Task instructions - Please print every line of the listing, unchanged.

Given records -
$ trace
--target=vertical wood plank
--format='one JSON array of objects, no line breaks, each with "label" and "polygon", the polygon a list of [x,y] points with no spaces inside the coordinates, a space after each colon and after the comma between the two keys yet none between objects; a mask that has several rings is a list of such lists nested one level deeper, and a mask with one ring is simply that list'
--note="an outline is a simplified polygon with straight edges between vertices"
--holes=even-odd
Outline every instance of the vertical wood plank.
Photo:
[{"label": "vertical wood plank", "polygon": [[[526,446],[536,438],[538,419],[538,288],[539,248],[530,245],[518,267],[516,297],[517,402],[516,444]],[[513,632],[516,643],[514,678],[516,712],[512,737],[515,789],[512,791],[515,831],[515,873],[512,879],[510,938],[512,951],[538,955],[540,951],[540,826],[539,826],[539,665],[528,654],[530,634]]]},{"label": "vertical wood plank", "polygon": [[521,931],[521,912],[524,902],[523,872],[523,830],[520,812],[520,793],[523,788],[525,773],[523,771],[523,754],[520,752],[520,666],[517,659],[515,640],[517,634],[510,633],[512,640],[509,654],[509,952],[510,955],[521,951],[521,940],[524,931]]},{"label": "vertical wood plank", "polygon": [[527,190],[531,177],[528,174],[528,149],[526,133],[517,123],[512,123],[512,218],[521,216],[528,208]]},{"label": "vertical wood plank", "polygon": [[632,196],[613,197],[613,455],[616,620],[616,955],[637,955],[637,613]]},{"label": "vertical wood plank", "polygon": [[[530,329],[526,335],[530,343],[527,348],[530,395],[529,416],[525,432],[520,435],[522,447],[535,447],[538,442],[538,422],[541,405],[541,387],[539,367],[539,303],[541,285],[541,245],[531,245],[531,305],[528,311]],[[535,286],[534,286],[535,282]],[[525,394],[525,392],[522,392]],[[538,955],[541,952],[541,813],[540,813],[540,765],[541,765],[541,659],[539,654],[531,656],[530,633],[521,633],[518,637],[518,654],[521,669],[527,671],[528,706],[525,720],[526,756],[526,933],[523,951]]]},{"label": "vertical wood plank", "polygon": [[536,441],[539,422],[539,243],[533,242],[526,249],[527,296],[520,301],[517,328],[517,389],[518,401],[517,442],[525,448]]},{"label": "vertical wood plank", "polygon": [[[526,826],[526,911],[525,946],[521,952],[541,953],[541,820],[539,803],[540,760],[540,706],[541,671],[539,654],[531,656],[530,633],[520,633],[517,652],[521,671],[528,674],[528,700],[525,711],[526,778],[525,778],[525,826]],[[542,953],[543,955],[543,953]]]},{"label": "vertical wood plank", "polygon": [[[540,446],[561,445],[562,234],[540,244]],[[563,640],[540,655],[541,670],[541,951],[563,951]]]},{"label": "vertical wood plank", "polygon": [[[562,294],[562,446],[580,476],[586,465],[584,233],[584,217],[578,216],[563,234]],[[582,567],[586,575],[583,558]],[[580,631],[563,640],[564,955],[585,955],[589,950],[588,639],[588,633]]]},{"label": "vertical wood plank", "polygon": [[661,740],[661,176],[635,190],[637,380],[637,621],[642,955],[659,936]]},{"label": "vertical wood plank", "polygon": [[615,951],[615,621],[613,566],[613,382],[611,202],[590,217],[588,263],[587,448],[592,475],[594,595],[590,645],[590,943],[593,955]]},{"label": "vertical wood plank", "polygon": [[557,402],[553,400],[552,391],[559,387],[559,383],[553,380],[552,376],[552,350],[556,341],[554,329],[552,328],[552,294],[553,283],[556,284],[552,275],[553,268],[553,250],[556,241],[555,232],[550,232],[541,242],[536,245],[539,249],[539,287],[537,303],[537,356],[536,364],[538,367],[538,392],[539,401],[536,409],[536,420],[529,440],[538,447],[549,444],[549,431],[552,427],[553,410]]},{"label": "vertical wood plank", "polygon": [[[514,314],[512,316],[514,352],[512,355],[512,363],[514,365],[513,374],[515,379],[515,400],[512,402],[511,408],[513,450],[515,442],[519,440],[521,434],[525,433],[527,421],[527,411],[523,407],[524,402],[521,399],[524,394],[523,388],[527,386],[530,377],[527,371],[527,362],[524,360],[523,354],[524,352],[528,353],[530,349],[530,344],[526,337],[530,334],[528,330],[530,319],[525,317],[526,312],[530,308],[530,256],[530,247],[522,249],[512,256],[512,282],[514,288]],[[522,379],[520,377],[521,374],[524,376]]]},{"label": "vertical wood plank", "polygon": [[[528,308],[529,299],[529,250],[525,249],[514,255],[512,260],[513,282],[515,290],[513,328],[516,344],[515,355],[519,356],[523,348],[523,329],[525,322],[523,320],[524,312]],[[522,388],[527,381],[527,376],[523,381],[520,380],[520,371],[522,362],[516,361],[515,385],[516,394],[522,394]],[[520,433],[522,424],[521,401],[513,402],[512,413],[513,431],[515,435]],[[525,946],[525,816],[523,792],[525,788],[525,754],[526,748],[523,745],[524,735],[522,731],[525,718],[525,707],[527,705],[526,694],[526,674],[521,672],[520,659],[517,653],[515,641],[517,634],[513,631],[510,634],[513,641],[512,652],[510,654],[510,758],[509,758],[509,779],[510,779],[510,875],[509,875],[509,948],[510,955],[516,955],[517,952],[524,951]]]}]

Answer to the problem -
$ trace
--target=vertical wood plank
--format='one JSON array of objects, no line breaks, each with "label" and "polygon", the polygon a list of [x,y] points with no spaces inside the coordinates, a space after each colon and after the comma between the two keys yet none between objects; a mask that has several rings is a list of such lists nested one level deeper, and a mask with one ring is simply that list'
--note="an outline is a simplified polygon with straight edges between vertices"
--holes=even-odd
Outline every instance of the vertical wood plank.
Photo:
[{"label": "vertical wood plank", "polygon": [[[526,446],[536,438],[538,419],[538,288],[539,248],[530,245],[518,267],[516,297],[517,402],[516,444]],[[513,632],[516,643],[514,678],[516,712],[512,737],[515,789],[512,791],[515,831],[515,873],[512,879],[510,938],[512,951],[538,955],[540,951],[540,826],[539,826],[539,665],[528,654],[530,634]]]},{"label": "vertical wood plank", "polygon": [[521,931],[521,912],[524,902],[523,872],[523,830],[520,812],[520,793],[523,788],[525,773],[523,771],[523,754],[520,752],[520,666],[517,659],[515,640],[517,634],[510,633],[512,640],[509,654],[509,952],[510,955],[521,951],[521,940],[524,931]]},{"label": "vertical wood plank", "polygon": [[527,190],[531,177],[528,174],[528,149],[526,133],[517,123],[512,123],[512,218],[521,216],[528,208]]},{"label": "vertical wood plank", "polygon": [[632,196],[613,197],[613,455],[616,620],[616,955],[637,955],[637,613]]},{"label": "vertical wood plank", "polygon": [[[530,329],[526,335],[530,343],[527,348],[530,395],[529,416],[525,432],[520,435],[522,447],[535,447],[538,442],[538,422],[541,405],[541,387],[539,367],[539,303],[541,285],[541,245],[531,245],[531,305],[528,311]],[[535,286],[534,286],[535,282]],[[525,394],[525,392],[522,392]],[[538,955],[541,952],[541,813],[540,813],[540,765],[541,765],[541,659],[539,654],[531,656],[530,633],[521,633],[518,637],[518,654],[521,669],[527,671],[528,706],[525,720],[526,756],[526,933],[523,951]]]},{"label": "vertical wood plank", "polygon": [[536,441],[539,422],[539,243],[533,242],[526,249],[527,296],[520,301],[517,328],[517,389],[518,401],[517,442],[525,448]]},{"label": "vertical wood plank", "polygon": [[[526,826],[526,911],[525,946],[521,952],[541,953],[541,820],[539,803],[540,760],[540,706],[541,671],[539,654],[531,656],[530,633],[520,633],[517,652],[521,671],[528,674],[528,700],[525,711],[526,778],[525,778],[525,826]],[[542,953],[543,955],[543,953]]]},{"label": "vertical wood plank", "polygon": [[[540,446],[561,445],[562,234],[540,244]],[[563,640],[540,655],[541,670],[541,951],[563,951]]]},{"label": "vertical wood plank", "polygon": [[[562,294],[562,446],[580,476],[586,465],[584,233],[584,217],[578,216],[563,234]],[[582,567],[586,575],[583,558]],[[580,631],[563,640],[564,955],[585,955],[589,950],[588,639],[588,633]]]},{"label": "vertical wood plank", "polygon": [[661,740],[661,176],[635,190],[637,380],[637,621],[642,955],[659,936]]},{"label": "vertical wood plank", "polygon": [[615,951],[615,621],[613,566],[613,382],[611,202],[590,217],[588,263],[587,448],[592,475],[594,595],[590,645],[590,943],[593,955]]},{"label": "vertical wood plank", "polygon": [[557,402],[553,400],[552,391],[559,387],[559,383],[553,380],[552,376],[552,350],[556,341],[554,329],[552,328],[552,294],[553,283],[556,284],[552,275],[553,268],[553,250],[556,241],[555,232],[550,232],[541,242],[536,245],[539,249],[539,287],[537,303],[537,356],[536,364],[538,367],[538,392],[539,401],[536,409],[536,420],[529,440],[538,447],[549,444],[549,431],[552,427],[553,410]]},{"label": "vertical wood plank", "polygon": [[[514,314],[512,316],[514,352],[512,355],[512,363],[514,365],[513,374],[515,379],[515,400],[512,402],[511,408],[513,450],[515,442],[519,440],[521,434],[525,433],[527,421],[527,411],[523,407],[524,402],[521,399],[524,394],[523,388],[527,386],[530,377],[527,371],[527,362],[524,360],[523,354],[524,352],[528,353],[530,349],[530,344],[526,337],[530,334],[528,330],[530,319],[525,317],[526,312],[530,308],[530,256],[530,247],[522,249],[512,256],[512,282],[514,288]],[[522,379],[520,377],[521,374],[524,376]]]},{"label": "vertical wood plank", "polygon": [[[528,308],[529,299],[529,250],[525,249],[514,255],[512,260],[513,282],[515,290],[513,328],[516,344],[515,355],[519,356],[523,348],[523,329],[525,322],[523,320],[524,312]],[[522,388],[527,381],[527,376],[523,381],[520,380],[520,371],[522,362],[516,361],[515,385],[516,394],[522,394]],[[520,433],[522,424],[521,401],[513,402],[512,413],[513,431],[515,435]],[[525,946],[525,816],[523,792],[525,788],[525,754],[526,748],[523,745],[524,735],[522,731],[525,718],[525,707],[527,705],[526,694],[526,674],[521,672],[520,659],[517,653],[515,641],[517,634],[513,631],[510,634],[513,641],[512,652],[510,654],[510,758],[509,758],[509,779],[510,779],[510,875],[509,875],[509,948],[510,955],[516,955],[517,952],[524,951]]]}]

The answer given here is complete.